• _Set exercise_: Reproduce the lines below verbatim, beginning with the line that contains "Isolate the black" and continuing through the final line.

• _Raw records_:

# # # # #

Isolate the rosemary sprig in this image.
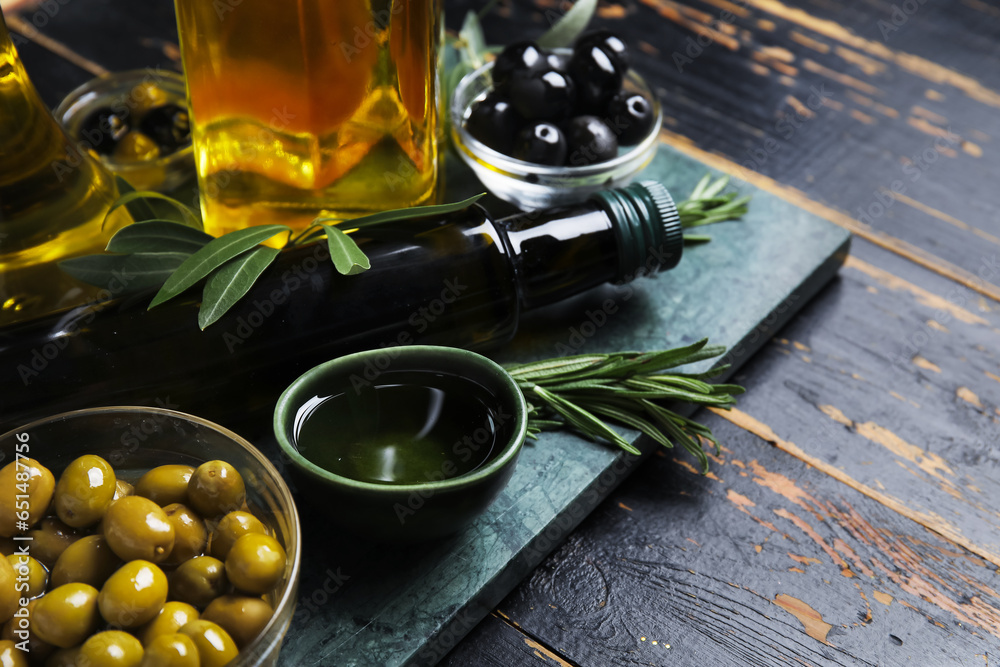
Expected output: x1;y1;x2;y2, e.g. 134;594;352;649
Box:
677;174;750;234
506;338;744;472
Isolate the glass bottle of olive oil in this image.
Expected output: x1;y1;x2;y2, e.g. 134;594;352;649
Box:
0;182;683;432
176;0;442;235
0;16;129;325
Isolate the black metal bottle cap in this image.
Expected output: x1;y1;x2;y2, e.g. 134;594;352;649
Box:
591;181;684;281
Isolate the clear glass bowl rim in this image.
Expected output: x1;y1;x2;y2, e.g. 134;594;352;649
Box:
449;49;663;181
0;405;302;667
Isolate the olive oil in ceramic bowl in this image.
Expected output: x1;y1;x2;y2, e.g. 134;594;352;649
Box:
274;346;527;541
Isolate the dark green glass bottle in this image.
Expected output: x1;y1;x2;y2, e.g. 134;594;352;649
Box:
0;182;683;432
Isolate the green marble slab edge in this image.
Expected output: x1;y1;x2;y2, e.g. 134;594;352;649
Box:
279;145;850;667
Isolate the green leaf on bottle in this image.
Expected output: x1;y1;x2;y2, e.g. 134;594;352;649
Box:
59;252;189;292
149;225;291;308
112;175;157;227
198;246;281;329
537;0;597;49
323;225;372;276
107;220;215;255
104;178;202;229
458;10;488;69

# # # # #

• _Task response_:
Isolate the black metal bottle cap in this image.
Expected output: x1;y1;x2;y2, e.g. 134;594;352;649
Box:
591;181;684;281
Isolate the clear glass bowl rim in this image.
Expected output: x1;y1;x2;y2, e.g. 134;594;352;649
Box:
449;49;663;181
0;405;302;667
Isolate the olive oil in ceramic bowl in this image.
Expected output: x1;y1;x2;y2, e.g. 134;594;352;649
Box:
274;346;527;541
Isolate the dark green glass bottle in this image.
Expected output: x1;y1;x2;y2, e.g. 134;594;352;649
Box:
0;182;683;432
Isolate the green marble slab edge in this image.
Expected output: x1;y1;x2;y2, e.g. 134;594;352;649
Box:
279;145;850;667
Isolate the green leaf on bottle in this image.
Expected output: x1;y1;x2;y2, e.g. 134;594;352;649
Box:
59;252;189;292
149;225;291;308
112;175;157;227
198;246;281;329
537;0;597;49
323;225;372;276
107;220;215;255
104;178;202;229
458;10;488;69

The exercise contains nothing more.